╔══
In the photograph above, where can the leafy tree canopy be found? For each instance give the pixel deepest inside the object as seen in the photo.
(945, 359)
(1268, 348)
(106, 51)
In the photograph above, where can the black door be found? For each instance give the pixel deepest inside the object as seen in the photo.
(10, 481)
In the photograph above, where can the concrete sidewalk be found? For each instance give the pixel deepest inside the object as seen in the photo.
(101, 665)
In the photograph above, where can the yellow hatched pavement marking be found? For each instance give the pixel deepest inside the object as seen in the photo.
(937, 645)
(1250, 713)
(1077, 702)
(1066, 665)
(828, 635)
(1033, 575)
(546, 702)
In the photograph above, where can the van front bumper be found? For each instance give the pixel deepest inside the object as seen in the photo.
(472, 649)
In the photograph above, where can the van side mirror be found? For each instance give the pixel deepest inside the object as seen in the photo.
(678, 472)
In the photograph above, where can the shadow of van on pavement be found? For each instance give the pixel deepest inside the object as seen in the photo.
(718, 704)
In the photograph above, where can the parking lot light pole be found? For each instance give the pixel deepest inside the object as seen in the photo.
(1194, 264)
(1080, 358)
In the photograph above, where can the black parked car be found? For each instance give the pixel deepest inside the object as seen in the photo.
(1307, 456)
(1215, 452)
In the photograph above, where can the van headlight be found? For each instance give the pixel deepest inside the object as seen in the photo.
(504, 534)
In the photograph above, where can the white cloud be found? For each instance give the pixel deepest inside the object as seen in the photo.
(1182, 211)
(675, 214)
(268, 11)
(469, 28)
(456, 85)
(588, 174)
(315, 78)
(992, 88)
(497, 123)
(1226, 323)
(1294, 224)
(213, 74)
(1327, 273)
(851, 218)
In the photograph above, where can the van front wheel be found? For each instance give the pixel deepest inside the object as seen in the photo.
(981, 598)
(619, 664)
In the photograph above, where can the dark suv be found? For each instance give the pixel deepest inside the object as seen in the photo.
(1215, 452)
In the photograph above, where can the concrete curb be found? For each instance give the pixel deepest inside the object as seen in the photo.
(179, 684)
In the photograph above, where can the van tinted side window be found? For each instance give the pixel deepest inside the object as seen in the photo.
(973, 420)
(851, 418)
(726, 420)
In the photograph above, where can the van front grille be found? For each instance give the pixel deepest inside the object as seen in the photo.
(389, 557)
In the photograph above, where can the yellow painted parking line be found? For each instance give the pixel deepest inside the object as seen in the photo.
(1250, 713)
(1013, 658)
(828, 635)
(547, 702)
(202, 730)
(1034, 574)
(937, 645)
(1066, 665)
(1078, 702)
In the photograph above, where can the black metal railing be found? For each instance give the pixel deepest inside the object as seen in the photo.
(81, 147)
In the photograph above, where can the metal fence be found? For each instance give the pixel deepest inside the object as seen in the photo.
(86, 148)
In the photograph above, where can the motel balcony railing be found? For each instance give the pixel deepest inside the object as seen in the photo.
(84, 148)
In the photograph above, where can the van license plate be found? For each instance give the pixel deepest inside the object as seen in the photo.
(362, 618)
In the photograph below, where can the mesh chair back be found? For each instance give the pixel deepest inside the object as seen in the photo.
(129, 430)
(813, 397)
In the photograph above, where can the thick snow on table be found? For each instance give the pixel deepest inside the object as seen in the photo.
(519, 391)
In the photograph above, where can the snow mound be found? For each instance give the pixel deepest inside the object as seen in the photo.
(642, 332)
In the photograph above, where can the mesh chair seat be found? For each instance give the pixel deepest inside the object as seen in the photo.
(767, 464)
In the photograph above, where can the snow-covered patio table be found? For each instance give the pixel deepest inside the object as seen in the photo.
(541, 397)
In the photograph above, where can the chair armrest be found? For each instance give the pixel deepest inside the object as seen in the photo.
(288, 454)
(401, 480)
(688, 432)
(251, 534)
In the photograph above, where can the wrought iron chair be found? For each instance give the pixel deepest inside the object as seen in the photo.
╚══
Aim of the exercise: With no line skipped, output the listing in full.

Exercise result:
In the photograph above, where can the leafy tree canopy be found? For each instance give the pixel deepest inside the object as seen in the photo.
(945, 359)
(1268, 348)
(106, 51)
In the photograph above, where can the black door be found? For each instance give the pixel deepest inside the object as seen in the photo.
(10, 481)
In the photograph above, where can the concrete sidewalk be found? For each instance give the pixel deepest inside the object as seen in the photo.
(101, 665)
In the photograph above, where can the yellow hatched pavement marking be found? For each instance give the pixel deepest inside the object as seen in the photo.
(937, 645)
(1250, 713)
(1077, 702)
(1066, 665)
(828, 635)
(1033, 575)
(546, 702)
In the photograph above, where can the van front bumper be found? For each instance give the pixel deepest inside the object as seen in the photo.
(472, 649)
In the photograph above, where can the van side mirror be found? For each instance give the pixel deepest inside the object as seen in the photo.
(678, 472)
In the photograph above, where can the shadow of van on pavement be found? For each instance give the pixel deepest inside the object as seen in the photo.
(718, 704)
In the photograph above, where can the parking lot light pole be found? For each instance give the pixel deepest inside the object as seen in the photo.
(1194, 264)
(1080, 358)
In the photograph above, where can the black parked car be found? For each instance give the pixel deepest inside the object as seen in the photo.
(1307, 456)
(1215, 452)
In the photograph above, where can the van headlight be found? For each instance give the pixel deepest inside the object as seen in the photo.
(504, 534)
In the photograph above, where can the white cloud be found? For each instance give the pixel deepest inside the object as seen in the photo.
(1182, 211)
(675, 214)
(268, 11)
(469, 28)
(456, 85)
(588, 174)
(315, 78)
(992, 88)
(497, 123)
(1226, 323)
(1294, 224)
(213, 74)
(1327, 273)
(851, 218)
In the photograph above, where can the van front wheel be found? For each instance give the pixel deepest inside the object as seen in the photo.
(981, 598)
(619, 664)
In the photograph above, where can the dark suv be found? For each instance give the pixel deepest inside the object as seen in the photo.
(1215, 452)
In the photograph above, where can the concrete curb be found? For each instance give the pixel deepest inside the object as seen in the photo.
(179, 684)
In the photograph above, where can the van tinted side window be found? For each instance give the pixel deepest inside the object as seen in the photo.
(973, 420)
(851, 418)
(726, 420)
In the photograph above, where can the van front grille be found? For each instance give the pixel deepest inside the object as seen in the photo.
(389, 557)
In the photograph above, where can the yellow painted parking line be found? For each instance give the pixel deepest inside the object as seen in the photo.
(1250, 713)
(1013, 658)
(828, 635)
(547, 702)
(202, 730)
(1034, 574)
(937, 645)
(1066, 665)
(1078, 702)
In the photograph above, where can the black metal railing be found? For each instance give the pixel deepest inside the object as seen in the photo.
(81, 147)
In the photograph above, where can the metal fence be found? For each instance give the pixel deepest inside the object as seen in the photo.
(86, 148)
In the photograph above, where can the motel balcony railing be found? For each instance give the pixel deepest inside the object as seen in the photo.
(84, 148)
In the photograph above, where can the van license plate be found? For each instance give the pixel deepest inside the object as seen in the photo.
(362, 618)
In the photograph below, where can the mesh chair back be found? For each instance give the pixel deepest inside the object as seen in the photo.
(129, 430)
(813, 397)
In the photograph above, where can the thick snow on table be found? For each instance give the pixel deepest inside the object as seen in the photo.
(519, 391)
In the photograph above, where can the snow mound be found? For each instance give the pixel deepest inside the object as seen in the photo.
(642, 332)
In the photograph above, where can the mesh chair seat be found? For each instance give the pixel deepest inside the object as seen in the photo.
(767, 464)
In the photograph above, where can the snow-covered patio table be found? For each instance give the pixel deepest inside the object as seen in the photo.
(541, 397)
In the photograph above, where can the chair armrest be found? For each instance give the pixel deepest inside the object as seen in the photo.
(288, 454)
(401, 480)
(688, 432)
(251, 534)
In the photograph above, where can the wrought iron chair be found? For each instance give the pixel deepest inside the object as seen in the photo.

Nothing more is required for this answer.